Exercise text:
As we no longer take it for granted, landscape has rarely been painted by those who live closest to the land. It was primarily the inquisitive urbanites who in confronting nature created some forms of sophisticated coding systems by which mountains, trees, rivers, and streams found their equivalence on the painted surfaces. Many of us may recall what Paul Cézanne once said to a friend, “In order to paint a landscape well, I first need to discover its geological foundations,” which testified to the painter’s intense desire to restore sub-surface elements of nature that had been deteriorated by the Impressionists. For Cézanne’s most famous “little sensations” meant direct perception of sensory objects, with special consideration for weight, solidity, texture, tactility, spatial volume, and giving local color to things appearing in his field of vision. This would radicalize a new pictorial coherence which carries a perpetual tension that lies between a complete three-dimensional world and its depiction on a two-dimensional surface of the canvas.

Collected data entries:

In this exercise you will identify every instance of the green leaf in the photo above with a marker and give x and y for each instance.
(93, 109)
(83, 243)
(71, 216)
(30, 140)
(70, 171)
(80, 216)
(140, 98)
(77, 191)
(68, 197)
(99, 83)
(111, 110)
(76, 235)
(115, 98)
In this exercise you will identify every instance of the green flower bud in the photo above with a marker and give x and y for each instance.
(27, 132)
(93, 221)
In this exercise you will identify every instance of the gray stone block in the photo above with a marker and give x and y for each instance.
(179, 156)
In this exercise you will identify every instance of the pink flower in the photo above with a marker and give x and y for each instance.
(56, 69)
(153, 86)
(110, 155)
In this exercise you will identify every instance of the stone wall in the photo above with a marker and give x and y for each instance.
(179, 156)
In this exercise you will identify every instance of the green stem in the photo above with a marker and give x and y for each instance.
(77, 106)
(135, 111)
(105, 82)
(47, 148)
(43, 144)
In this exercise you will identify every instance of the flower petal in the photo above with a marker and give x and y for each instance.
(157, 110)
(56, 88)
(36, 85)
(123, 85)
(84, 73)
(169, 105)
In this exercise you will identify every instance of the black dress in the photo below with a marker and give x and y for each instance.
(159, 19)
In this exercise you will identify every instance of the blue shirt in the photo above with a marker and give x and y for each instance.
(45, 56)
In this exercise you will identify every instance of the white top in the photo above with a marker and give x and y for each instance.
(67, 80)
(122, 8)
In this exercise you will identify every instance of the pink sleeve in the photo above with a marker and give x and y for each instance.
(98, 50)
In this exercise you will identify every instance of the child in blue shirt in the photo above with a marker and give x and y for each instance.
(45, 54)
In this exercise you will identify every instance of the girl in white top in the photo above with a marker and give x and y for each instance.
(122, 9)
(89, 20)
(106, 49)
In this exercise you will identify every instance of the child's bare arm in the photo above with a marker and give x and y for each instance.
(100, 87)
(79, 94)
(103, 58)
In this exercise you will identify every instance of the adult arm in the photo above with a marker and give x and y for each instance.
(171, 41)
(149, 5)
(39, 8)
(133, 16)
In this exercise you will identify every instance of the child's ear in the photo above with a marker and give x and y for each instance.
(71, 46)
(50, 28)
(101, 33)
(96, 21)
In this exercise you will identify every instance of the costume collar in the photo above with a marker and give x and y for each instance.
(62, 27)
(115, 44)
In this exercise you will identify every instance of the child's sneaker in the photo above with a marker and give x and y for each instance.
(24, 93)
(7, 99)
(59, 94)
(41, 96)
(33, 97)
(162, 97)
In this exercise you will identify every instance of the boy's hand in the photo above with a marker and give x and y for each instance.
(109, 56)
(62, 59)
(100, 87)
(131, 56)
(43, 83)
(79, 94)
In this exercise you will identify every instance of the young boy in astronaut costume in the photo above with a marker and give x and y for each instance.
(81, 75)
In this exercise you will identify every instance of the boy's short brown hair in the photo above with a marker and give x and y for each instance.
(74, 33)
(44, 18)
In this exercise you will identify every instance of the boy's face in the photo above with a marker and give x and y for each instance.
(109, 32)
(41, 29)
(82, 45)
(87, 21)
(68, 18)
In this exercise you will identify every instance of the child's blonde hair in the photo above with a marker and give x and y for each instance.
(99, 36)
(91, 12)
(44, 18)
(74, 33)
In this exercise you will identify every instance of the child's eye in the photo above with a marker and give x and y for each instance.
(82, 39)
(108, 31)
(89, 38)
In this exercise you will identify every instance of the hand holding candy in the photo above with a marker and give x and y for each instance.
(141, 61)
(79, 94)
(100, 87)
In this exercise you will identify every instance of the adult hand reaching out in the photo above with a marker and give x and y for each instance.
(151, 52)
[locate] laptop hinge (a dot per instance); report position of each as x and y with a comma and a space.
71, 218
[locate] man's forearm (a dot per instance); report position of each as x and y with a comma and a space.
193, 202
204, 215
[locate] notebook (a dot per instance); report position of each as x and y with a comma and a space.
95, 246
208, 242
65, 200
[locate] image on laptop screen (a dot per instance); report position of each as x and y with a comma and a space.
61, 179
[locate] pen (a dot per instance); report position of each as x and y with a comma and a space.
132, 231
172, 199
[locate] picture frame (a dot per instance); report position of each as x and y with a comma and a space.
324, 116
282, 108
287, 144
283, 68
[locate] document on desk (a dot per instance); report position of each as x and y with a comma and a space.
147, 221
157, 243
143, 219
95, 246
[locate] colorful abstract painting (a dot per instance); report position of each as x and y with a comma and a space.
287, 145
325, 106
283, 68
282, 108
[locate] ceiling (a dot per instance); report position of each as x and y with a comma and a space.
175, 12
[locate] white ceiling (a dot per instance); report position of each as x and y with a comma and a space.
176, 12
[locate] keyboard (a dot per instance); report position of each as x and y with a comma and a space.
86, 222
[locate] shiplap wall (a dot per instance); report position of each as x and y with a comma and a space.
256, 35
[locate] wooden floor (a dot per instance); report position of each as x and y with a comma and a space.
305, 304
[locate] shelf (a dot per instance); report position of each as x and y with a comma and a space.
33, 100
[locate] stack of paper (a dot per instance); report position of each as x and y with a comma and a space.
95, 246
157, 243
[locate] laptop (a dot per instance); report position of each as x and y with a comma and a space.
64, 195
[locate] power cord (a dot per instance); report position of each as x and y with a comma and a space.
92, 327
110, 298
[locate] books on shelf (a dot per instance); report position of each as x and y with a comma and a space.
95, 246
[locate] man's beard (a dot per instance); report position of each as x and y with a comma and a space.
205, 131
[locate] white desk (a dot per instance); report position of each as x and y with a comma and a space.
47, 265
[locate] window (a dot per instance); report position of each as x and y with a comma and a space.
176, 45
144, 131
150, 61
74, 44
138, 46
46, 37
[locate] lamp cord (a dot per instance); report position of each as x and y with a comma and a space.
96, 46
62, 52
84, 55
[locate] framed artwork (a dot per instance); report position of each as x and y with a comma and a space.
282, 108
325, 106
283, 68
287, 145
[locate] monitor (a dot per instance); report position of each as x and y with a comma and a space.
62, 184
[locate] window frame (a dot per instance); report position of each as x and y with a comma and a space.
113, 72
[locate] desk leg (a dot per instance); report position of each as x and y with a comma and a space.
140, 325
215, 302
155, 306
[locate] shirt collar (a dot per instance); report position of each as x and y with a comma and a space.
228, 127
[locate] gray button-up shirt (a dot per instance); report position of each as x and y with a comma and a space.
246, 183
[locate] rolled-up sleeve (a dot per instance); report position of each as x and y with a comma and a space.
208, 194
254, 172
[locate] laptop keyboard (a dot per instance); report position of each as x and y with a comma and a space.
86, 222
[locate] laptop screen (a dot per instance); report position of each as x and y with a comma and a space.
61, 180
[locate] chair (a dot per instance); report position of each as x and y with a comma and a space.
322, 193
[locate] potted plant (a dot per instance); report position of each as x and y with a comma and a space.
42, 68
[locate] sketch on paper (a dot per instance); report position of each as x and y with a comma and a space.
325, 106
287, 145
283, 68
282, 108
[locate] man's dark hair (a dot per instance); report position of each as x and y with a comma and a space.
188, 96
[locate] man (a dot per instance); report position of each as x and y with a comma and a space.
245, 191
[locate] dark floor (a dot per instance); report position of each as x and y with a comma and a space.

Instructions for the task: Reproduce the whole passage on landscape painting word for word. None of the lines above matter for this exercise.

The completed task:
As we no longer take it for granted, landscape has rarely been painted by those who live closest to the land. It was primarily the inquisitive urbanites who in confronting nature created some forms of sophisticated coding systems by which mountains, trees, rivers, and streams found their equivalence on the painted surfaces. Many of us may recall what Paul Cézanne once said to a friend, “In order to paint a landscape well, I first need to discover its geological foundations,” which testified to the painter’s intense desire to restore sub-surface elements of nature that had been deteriorated by the Impressionists. For Cézanne’s most famous “little sensations” meant direct perception of sensory objects, with special consideration for weight, solidity, texture, tactility, spatial volume, and giving local color to things appearing in his field of vision. This would radicalize a new pictorial coherence which carries a perpetual tension that lies between a complete three-dimensional world and its depiction on a two-dimensional surface of the canvas.